» **TASK BRIEF**:
Nothing but the lines below between the line holding "point(446, 625)" and the line holding "point(204, 963)", inclusive, should appear in the answer, each set down exactly.

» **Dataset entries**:
——

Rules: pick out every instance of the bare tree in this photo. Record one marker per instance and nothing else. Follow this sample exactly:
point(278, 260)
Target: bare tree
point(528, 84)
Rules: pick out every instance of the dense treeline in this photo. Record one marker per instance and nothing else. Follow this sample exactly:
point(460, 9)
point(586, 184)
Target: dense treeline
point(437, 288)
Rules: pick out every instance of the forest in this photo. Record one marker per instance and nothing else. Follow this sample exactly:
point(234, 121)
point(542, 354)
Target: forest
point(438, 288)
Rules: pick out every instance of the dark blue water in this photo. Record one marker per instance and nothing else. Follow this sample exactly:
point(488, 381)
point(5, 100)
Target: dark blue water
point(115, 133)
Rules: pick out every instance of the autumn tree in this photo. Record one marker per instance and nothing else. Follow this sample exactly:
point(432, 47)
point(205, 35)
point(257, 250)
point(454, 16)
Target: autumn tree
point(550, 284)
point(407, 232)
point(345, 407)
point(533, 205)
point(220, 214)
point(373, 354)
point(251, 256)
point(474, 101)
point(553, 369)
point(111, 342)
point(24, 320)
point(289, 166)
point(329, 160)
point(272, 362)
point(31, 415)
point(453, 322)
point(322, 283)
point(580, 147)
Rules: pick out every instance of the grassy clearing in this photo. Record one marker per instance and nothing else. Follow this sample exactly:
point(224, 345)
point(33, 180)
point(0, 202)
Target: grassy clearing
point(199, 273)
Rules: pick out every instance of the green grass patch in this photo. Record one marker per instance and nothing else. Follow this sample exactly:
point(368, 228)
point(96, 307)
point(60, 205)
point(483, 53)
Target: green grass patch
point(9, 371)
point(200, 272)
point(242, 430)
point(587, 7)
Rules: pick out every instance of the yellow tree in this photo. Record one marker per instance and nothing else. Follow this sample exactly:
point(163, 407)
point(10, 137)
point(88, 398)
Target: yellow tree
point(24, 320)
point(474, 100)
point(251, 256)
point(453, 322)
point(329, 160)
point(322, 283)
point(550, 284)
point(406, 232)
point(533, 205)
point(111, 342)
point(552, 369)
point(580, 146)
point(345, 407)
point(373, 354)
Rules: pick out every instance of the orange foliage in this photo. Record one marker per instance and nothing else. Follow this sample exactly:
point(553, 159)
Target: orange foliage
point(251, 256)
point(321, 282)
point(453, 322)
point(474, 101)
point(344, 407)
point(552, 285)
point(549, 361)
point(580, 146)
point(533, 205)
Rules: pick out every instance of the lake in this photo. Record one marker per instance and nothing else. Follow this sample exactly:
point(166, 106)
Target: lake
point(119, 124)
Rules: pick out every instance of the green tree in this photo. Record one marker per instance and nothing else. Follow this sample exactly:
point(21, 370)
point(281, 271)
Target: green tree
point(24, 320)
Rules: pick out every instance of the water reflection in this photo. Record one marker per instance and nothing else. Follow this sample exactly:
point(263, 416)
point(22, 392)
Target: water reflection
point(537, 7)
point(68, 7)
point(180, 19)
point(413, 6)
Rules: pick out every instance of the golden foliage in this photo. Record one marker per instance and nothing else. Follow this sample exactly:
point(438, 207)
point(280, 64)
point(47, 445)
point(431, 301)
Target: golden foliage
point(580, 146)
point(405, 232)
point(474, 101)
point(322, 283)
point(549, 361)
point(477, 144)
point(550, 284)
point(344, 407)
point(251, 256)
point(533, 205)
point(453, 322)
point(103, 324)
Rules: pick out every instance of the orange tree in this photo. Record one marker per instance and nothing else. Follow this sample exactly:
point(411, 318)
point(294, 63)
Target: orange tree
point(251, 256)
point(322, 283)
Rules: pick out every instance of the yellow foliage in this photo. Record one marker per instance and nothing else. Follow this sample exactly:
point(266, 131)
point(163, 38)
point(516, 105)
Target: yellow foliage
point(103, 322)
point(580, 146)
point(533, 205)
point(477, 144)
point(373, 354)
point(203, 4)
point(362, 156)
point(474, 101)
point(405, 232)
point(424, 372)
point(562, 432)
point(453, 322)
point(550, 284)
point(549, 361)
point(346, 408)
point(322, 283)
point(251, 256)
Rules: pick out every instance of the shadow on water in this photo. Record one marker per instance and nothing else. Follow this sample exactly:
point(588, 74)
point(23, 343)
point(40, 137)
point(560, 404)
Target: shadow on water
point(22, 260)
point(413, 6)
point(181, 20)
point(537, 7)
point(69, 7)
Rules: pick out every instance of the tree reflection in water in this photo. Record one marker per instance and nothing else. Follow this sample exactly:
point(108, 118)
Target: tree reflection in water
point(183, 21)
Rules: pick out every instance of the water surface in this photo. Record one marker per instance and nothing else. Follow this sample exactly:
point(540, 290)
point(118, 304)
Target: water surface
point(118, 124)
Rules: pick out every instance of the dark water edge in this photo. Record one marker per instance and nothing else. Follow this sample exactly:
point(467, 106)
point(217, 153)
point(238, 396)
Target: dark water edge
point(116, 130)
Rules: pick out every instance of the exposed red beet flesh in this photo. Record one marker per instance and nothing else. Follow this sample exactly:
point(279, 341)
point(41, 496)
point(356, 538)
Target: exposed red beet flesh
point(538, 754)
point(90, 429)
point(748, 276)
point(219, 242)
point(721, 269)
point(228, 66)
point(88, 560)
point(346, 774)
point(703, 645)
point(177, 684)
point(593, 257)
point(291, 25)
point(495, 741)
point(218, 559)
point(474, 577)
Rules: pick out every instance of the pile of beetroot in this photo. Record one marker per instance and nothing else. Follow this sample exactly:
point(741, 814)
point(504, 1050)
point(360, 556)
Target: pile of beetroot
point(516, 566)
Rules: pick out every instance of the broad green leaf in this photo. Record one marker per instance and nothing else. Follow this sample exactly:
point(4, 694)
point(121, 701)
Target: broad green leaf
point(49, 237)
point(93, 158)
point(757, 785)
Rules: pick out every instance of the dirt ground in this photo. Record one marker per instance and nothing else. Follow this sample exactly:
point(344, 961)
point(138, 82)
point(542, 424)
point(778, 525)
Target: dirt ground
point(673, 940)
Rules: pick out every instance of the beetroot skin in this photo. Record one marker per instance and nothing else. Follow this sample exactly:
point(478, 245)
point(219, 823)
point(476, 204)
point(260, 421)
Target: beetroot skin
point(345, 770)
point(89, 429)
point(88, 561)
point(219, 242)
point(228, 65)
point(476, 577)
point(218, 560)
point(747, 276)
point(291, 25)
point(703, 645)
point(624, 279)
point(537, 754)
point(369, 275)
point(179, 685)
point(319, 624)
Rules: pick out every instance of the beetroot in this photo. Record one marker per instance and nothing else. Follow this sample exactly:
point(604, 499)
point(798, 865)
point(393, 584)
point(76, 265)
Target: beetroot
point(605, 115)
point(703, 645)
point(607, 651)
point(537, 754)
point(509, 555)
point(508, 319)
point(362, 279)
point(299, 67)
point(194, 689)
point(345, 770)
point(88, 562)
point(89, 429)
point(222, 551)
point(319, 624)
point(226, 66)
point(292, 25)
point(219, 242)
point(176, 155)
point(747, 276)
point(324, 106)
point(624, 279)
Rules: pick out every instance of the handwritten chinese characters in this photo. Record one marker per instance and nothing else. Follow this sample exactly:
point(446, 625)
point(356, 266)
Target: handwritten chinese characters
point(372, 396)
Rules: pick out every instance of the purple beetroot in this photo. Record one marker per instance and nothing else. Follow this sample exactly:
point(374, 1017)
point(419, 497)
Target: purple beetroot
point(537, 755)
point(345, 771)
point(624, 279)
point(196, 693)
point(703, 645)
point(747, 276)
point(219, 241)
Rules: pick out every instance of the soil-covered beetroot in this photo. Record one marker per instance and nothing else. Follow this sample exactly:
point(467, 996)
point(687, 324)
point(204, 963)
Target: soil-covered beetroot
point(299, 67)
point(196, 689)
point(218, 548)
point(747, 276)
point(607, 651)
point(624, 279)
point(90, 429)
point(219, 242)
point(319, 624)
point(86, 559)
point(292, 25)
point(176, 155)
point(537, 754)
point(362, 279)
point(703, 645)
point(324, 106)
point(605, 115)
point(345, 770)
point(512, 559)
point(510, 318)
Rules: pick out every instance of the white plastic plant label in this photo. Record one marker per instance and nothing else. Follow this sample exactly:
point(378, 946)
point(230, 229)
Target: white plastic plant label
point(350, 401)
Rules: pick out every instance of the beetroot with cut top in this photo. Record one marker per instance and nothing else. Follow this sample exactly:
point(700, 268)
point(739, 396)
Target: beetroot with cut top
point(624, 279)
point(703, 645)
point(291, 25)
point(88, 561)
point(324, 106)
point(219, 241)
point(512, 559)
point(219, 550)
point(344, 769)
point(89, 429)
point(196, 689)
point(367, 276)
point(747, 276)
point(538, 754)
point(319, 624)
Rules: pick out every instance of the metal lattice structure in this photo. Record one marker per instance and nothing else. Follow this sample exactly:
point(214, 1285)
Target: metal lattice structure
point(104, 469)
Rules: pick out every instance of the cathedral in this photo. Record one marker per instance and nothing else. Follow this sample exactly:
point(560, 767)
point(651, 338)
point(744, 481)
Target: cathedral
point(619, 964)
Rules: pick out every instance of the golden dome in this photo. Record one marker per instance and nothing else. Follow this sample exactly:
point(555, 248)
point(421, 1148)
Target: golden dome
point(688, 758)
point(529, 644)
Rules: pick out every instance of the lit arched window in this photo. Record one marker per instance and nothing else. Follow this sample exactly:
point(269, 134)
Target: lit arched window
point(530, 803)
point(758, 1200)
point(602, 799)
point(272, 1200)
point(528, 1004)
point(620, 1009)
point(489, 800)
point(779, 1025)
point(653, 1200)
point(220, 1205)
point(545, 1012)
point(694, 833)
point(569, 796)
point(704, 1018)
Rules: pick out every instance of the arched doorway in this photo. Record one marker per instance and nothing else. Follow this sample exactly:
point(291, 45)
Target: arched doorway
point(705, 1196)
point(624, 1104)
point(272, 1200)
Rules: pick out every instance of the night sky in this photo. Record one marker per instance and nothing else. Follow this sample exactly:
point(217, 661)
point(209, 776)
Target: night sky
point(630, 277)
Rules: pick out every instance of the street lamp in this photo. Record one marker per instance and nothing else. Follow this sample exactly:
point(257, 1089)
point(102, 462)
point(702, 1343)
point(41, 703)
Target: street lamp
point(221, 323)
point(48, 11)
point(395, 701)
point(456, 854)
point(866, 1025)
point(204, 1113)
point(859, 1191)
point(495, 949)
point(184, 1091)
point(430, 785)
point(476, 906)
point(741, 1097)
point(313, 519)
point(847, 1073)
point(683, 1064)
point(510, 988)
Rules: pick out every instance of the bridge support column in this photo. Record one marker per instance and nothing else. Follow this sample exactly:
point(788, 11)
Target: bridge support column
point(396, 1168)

——

» **RESPONSE TO THIS EXERCISE**:
point(446, 625)
point(356, 266)
Target: handwritten chinese characters
point(372, 396)
Rules: pick out every instance of the purple beetroot in this photo. Record one marker per instance and nothing else. Follow this sample exactly:
point(374, 1017)
point(419, 497)
Target: purple beetroot
point(537, 755)
point(345, 771)
point(624, 279)
point(196, 693)
point(703, 645)
point(747, 276)
point(219, 241)
Rules: pick out every instance of the soil-covered beetroot in this photo. Record one marker per instance and nothing else. Follow this sample exactly:
point(467, 996)
point(687, 324)
point(204, 963)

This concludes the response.